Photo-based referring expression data
● ● ● ●
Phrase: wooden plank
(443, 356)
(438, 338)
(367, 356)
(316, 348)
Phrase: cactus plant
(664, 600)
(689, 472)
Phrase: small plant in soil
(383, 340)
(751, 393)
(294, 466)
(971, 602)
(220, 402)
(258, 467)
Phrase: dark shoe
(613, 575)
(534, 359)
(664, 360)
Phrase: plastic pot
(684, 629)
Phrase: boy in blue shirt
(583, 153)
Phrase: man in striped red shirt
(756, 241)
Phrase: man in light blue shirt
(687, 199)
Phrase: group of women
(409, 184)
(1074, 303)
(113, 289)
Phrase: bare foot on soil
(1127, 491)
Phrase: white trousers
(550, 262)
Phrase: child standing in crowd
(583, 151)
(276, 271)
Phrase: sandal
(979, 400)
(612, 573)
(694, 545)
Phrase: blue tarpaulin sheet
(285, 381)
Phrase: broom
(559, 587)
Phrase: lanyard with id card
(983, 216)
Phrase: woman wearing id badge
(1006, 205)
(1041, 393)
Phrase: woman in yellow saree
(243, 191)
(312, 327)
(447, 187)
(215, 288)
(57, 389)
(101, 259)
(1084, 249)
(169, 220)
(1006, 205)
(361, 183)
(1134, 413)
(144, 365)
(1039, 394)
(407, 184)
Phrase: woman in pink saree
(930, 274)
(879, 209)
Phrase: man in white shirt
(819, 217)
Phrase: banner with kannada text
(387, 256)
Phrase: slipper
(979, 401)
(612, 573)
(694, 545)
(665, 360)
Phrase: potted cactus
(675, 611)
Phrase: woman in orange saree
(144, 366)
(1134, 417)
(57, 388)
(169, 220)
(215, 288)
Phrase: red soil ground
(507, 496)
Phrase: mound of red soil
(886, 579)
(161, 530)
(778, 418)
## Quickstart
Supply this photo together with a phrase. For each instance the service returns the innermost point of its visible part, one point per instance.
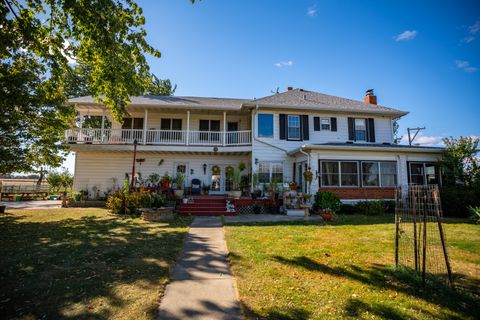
● ● ● ●
Exactly as written, give the entries above again, with no images.

◆ Answer to the problem
Phrase: wooden plank
(443, 356)
(438, 338)
(367, 356)
(316, 348)
Phrase: cactus plant
(664, 600)
(689, 472)
Phrase: small plant in soil
(383, 340)
(751, 393)
(294, 466)
(971, 602)
(220, 402)
(258, 467)
Phrase: dark shoe
(613, 575)
(534, 359)
(664, 360)
Phrase: plastic pot
(684, 629)
Phrase: boy in blue shirt
(583, 153)
Phrase: man in striped red shirt
(756, 241)
Phrase: man in light blue shirt
(687, 199)
Phrase: group of women
(409, 184)
(1074, 303)
(113, 289)
Phrase: bare foot on soil
(1127, 491)
Phrase: white trousers
(550, 262)
Phrase: child standing in crowd
(583, 151)
(276, 271)
Phrase: sandal
(979, 400)
(612, 573)
(694, 545)
Phrase: blue tarpaulin sheet
(285, 381)
Phrase: broom
(559, 587)
Phrase: lanyard with id card
(983, 216)
Phrase: woman wearing id badge
(1006, 205)
(1041, 393)
Phrase: woman in yellow saree
(243, 191)
(312, 327)
(447, 187)
(215, 288)
(57, 389)
(101, 259)
(1084, 249)
(169, 220)
(1006, 205)
(361, 183)
(1134, 413)
(144, 365)
(1039, 394)
(407, 184)
Phrase: woman in pink saree
(930, 274)
(879, 209)
Phrase: man in white shirt
(819, 217)
Phrase: banner with kannada text
(387, 256)
Phrase: slipper
(979, 401)
(612, 573)
(694, 545)
(665, 360)
Phrase: potted cactus
(675, 611)
Phrase: woman in orange saree
(144, 366)
(1134, 417)
(57, 388)
(169, 220)
(215, 288)
Phrase: red soil ground
(507, 496)
Phrase: mound of red soil
(886, 579)
(161, 530)
(778, 418)
## Quickstart
Supply this photo together with a phrase. For each instance the service returns the innermost point of its visible part, one point per instance.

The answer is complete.